-------- DATASET RECORDS

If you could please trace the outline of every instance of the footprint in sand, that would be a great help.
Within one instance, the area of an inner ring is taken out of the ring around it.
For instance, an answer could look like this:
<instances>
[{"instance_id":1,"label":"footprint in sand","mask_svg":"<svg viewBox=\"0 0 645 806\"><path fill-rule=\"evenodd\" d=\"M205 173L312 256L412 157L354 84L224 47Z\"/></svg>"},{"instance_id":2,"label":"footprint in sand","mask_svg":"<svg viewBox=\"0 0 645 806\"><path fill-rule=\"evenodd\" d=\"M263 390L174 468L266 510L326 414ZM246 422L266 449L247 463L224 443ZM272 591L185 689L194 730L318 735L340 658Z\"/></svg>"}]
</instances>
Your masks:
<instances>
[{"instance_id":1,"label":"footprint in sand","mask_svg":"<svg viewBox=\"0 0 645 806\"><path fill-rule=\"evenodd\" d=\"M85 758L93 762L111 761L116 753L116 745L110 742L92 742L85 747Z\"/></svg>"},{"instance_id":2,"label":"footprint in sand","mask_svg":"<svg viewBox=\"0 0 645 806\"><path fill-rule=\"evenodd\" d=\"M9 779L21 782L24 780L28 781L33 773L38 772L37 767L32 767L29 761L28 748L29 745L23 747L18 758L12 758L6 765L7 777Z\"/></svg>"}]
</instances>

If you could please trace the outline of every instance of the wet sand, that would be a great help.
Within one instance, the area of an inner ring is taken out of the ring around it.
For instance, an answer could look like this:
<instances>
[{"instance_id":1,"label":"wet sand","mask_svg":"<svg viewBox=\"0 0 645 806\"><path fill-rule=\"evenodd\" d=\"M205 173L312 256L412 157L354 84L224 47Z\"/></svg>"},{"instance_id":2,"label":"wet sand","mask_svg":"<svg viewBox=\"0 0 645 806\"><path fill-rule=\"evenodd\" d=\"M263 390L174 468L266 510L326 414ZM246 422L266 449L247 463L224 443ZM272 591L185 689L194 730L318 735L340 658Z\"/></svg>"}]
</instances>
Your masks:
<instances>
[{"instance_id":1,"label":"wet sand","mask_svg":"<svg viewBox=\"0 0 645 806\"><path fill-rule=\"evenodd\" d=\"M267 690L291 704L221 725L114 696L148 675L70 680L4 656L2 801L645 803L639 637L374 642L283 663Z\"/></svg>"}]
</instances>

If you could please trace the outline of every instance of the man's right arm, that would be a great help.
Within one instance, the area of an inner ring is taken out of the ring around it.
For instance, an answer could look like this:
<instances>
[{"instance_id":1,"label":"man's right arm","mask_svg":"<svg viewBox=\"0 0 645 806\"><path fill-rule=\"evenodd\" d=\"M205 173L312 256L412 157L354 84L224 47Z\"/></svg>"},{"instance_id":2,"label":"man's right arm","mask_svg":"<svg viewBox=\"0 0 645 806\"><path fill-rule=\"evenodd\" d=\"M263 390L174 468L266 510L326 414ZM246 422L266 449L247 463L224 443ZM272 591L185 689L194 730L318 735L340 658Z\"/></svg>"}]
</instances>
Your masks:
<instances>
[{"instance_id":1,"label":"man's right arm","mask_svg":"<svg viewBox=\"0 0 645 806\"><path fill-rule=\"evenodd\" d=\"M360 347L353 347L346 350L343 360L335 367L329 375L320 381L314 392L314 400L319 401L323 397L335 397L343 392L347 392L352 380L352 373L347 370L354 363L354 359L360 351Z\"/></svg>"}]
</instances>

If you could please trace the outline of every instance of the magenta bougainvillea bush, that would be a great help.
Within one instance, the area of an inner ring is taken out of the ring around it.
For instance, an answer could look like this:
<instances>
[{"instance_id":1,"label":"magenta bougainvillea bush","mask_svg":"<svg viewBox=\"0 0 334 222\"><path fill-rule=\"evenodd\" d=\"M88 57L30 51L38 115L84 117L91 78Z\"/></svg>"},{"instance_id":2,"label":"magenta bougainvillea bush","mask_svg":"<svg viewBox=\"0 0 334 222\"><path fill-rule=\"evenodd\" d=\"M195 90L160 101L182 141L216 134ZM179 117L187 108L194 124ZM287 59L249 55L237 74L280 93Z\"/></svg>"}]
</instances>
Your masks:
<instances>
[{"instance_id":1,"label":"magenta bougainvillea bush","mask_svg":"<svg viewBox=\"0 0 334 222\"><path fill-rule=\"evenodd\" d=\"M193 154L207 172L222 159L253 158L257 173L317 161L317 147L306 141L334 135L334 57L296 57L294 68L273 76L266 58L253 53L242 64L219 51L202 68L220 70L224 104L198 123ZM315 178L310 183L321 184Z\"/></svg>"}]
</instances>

----------------

> [TASK PROMPT]: List every line in the records above that contains the word "outline". Case counts.

> [COMPLETE OUTPUT]:
If you could please trace the outline of every instance of the footprint in sand, that would be a great help.
If you could please trace the outline of every instance of the wet sand, that would be a great help.
If you could please trace the outline of every instance of the man's right arm, that would be a great help.
If you could please trace the outline of every instance of the magenta bougainvillea bush, that would be a great help.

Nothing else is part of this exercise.